**ZUR AUFGABE:**
Führe den Artikel über die Krise in Syrien im Anschluss an die Zwischenüberschrift „Wie überleben?“ fort.

Syrien-Krise und EU: Katastrophale Armut und Auswanderung als letzter Ausweg

Bilder vom syrischen Präsidenten Bashar al-Assad. Bild: James Gordon / CC BY-NC 2.0 Deed

Das Land steht am Rande des Abgrunds: Keine Besserung in Sicht. Die EU muss ihre Politik überdenken.

In drei Tagen steht die Entscheidung der EU an, ob sie die Erleichterungen bei den Syrien-Sanktionen verlängert.

Sie wurden nach der Erdbebenkatastrophe im Februar 2023 beschlossen und laufen am 24. Februar aus.

Die nächste Krise baut sich auf

Der syrischen Bevölkerung geht es schlechter denn je; es baut sich die nächste Krise mit möglichen katastrophalen Folgen auf, berichtet der schwedische Journalist Aron Lund, der sich seit vielen Jahren mit den Entwicklungen im Land befasst. Leser hierzulande, die das Interesse an Syrien verloren haben, könnten angesichts seiner Warnung aufmerken.

Denn, so Lund, die Lage für die Syrer habe sich so finster entwickelt, dass Auswanderung als einziger Ausweg erscheint. Aus Syrien kamen laut Statistiken zuletzt die mit Abstand meisten Asylbewerber.

90 Prozent der Bevölkerung leben in Armut

Schätzungsweise 90 Prozent der Bevölkerung leben in Armut, weist auch der aktuelle Bericht des UNHCR (20. Februar 2024) aus. Die Zahl erscheint seit einiger Zeit wiederholt in Berichten.

An der großen Misere mit den erschreckenden Zahlen ändert sich nichts Entscheidendes. Auf jeden Fall nichts zum Positiven. Die Lage verschlimmert sich, auch nach den jüngsten Zahlen des UN-Hilfswerks:

12,9 Millionen Menschen sind von Ernährungsunsicherheit betroffen, und 6,8 Millionen sind Binnenvertriebene. Angesichts der vielfältigen Krisen benötigen 16,7 Millionen Menschen humanitäre Hilfe, was einem Anstieg von neun Prozent gegenüber dem Vorjahr entspricht.

UNHCR

Wie überleben?

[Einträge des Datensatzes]
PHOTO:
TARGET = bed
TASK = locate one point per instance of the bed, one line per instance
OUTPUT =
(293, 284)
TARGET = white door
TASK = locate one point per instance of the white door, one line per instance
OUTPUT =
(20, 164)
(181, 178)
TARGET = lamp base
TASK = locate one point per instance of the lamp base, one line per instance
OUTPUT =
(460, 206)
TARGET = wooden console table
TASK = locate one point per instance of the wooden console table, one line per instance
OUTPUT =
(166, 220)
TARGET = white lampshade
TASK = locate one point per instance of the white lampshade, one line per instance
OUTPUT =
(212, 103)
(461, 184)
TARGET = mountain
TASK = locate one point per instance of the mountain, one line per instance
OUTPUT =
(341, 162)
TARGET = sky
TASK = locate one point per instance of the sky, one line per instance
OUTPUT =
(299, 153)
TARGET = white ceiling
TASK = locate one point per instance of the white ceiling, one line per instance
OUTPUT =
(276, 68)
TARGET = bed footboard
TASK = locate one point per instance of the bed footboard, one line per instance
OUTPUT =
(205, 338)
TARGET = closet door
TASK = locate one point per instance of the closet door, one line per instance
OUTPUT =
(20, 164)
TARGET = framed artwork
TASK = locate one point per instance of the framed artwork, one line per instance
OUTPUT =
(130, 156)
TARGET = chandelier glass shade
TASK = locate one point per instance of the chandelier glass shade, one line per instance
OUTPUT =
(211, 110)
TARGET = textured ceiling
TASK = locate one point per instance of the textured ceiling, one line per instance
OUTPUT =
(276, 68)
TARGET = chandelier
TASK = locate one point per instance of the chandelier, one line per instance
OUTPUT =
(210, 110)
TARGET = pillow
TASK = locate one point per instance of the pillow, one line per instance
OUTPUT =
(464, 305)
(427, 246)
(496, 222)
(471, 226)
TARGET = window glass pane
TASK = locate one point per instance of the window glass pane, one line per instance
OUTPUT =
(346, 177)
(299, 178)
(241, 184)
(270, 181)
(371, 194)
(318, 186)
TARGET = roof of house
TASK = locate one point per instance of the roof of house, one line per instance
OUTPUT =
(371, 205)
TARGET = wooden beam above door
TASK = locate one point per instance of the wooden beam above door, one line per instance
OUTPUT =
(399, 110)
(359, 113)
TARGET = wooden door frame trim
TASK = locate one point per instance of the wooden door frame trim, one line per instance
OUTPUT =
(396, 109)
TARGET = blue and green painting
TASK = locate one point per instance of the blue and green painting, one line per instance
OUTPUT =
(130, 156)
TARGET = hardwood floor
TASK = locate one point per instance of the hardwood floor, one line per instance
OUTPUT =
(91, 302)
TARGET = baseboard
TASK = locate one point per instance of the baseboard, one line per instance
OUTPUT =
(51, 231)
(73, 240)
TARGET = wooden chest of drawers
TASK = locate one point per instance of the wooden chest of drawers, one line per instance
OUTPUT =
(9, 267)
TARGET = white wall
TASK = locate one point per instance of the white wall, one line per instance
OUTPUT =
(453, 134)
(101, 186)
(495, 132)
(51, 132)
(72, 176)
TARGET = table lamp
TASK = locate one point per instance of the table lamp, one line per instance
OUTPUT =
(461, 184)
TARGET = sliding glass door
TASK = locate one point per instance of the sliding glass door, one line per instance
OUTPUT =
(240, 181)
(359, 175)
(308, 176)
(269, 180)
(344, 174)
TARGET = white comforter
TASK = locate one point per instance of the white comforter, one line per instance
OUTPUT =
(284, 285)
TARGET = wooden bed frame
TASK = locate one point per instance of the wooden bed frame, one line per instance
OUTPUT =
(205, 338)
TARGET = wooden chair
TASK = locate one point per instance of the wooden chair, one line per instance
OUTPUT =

**LÖSUNG:**
Seit der Erdbebenkatastrophe zählt man weitere 230.000 Menschen, die noch immer vertrieben und schutzlos sind. Das syrische Pfund hat infolge der kriegerischen Zerrüttungen in Syrien 99 Prozent seines Wertes verglichen mit 2011 verloren, berichtete die saudi-arabische Arab News kürzlich, als Präsident Assad eine Erhöhung der Beamtengehälter bekannt gab.

Zahlen für die Inflation und deutlich angestiegenen Konsumenten-Preise wurden nicht genannt.

Anschauungsmaterial dazu liefert ein Streifzug von Enab Baladi, der politische Tendenzen aufweist, die eine kluge Leserschaft leicht detektieren kann.

Dort heißt es – einem Index der Nachfolgepartei der Kommunistischen Partei Syriens zufolge –, dass die Preise im Jahr 2023 "um 200 Prozent gestiegen" seien, während der Mindestlohn laut Kassioun-Index "1,5 Prozent der durchschnittlichen Lebenshaltungskosten für eine Familie deckt".

"Eine Familie, die heute einen Mindestlohn verdient, kann sich nur ein Zehntel ihrer monatlichen Grundbedürfnisse leisten", berichtet Lund.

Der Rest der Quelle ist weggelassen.